• **PROVIDED TEXT**:
****************

V.M.I. Haag
Transport and installation of Offshore Wind Turbines.
Literature survey,
Report 2003.TL.6789, Transport Engineering and Logistics.
Current onshore exploration of wind turbines is restricted due to transport
considerations. A possible solution to harvest wind energy is the installation
of wind energy converters at near or offshore locations.
The land-based development of the three bladed, upwind wind turbine
configuration has evolved into two distinct directions for wind energy
conversion: variable speed and direct drive.
The current status of technology for land-based turbines will be available
for offshore wind turbines. Several pilot projects have already been built
and the first commercial wind farms ar being commissioned off the cost of
Denmark.
Although the offshore wind regime is well suited to provide even better
conditions for wind energy conversion (low wind shear, less turbulence)
the practical implications of offshore installation and operation are
still very uncertain. In addition, offshore turbines will have to be able
to withstand the maritime conditions and show (highly) improved
reliability in comparison to the land-based concepts.
For the existing wind farms two methods of transport have been used to
transport the components to the location:
- Installation vessel is used for transport and installation. This will
have the advantage of 'one-stop-shopping' and single vessel
installation.
- A separate vessel is used for transport and will 'shuttle' between the
supply port and the installation site. Separating the transport and the
installation activities will enable the use of low-cost transport
vessels.
A longer-term objective should aim for an integrated design, where the
foundation and the turbine are transported and installed as one piece. The
installation procedure should at least be simplified and include a minimum
of operations offshore. Comparison of several possible installation
procedures shows a 'one-stop-shopping' concept to be the most effective
method of installing offshore wind turbines. The possibility to transport
and install a completed structure is the main focus for development.
Turbine availability is one of the most important parameters to be
considered in the design of an offshore turbine. It connects directly to
accessibility for maintenance and reliability.
Furthermore, maintenance and repair for offshore turbines will be far more
expensive in comparison to land-based installations because of reduced
serviceability.
Summary
Land-based
Virtually all wind turbines installed at present are based on one of three
main wind turbine types:
- Fixed speed with directly grid-coupled (asynchronous) squirrel cage
induction generator
- Variable speed with doubly fed induction generator
- Variable speed based on a direct drive synchronous generator.
For the near future, wind turbine development will focus on the three
bladed, upwind turbine configuration. The trend is towards advanced
designs, especially for wind turbines in the megawatt class. Currently,
the two trend-setting technological designs in this category (>1.5 MW)
are variable pitch turbines with doubly fed induction generators, and
direct drive systems. Both designs incorporate variable speed operation.
Turbine material usage is and will continue to be dominated by steel, but
opportunities exist for introducing aluminium or other lightweight
composites, provided strength and fatigue requirements can be met.
Increasing the use of offshore applications may partially offset this
trend in favour of the use of composites.
Wind power is gaining rapid momentum in the world energy balance. With it,
certain issues have to be addressed in order to upkeep reasonable power
quality in sub transmission and distribution networks more or less
dependent on wind power. Unless properly remedied, voltage fluctuations
may otherwise proliferate and become a nuisance to grid users as well as
operators.
No commercial turbine manufacturer uses high-voltage generators. There
would be advantages in studying the technology and the costs of
high-voltage generators (up to 35 kV) in volume production.

****************

• **PROVIDED DATA**:

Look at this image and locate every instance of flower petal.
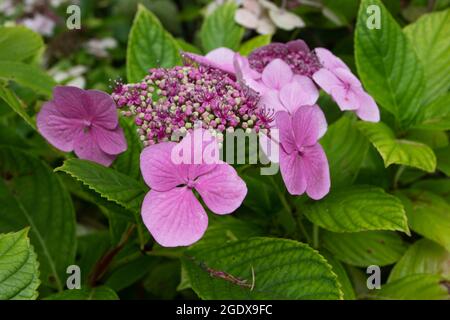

****************

• **WRITTEN EXERCISE**: According to the offshore wind turbine report, which main wind turbine types are virtually all currently installed turbines based on? Name each one. The material comes from a separate source and has nothing to do with the offshore wind turbine report.

• **RESULT OF THE EXERCISE**:
- Fixed speed with directly grid-coupled (asynchronous) squirrel cage induction generator
- Variable speed with doubly fed induction generator
- Variable speed based on a direct drive synchronous generator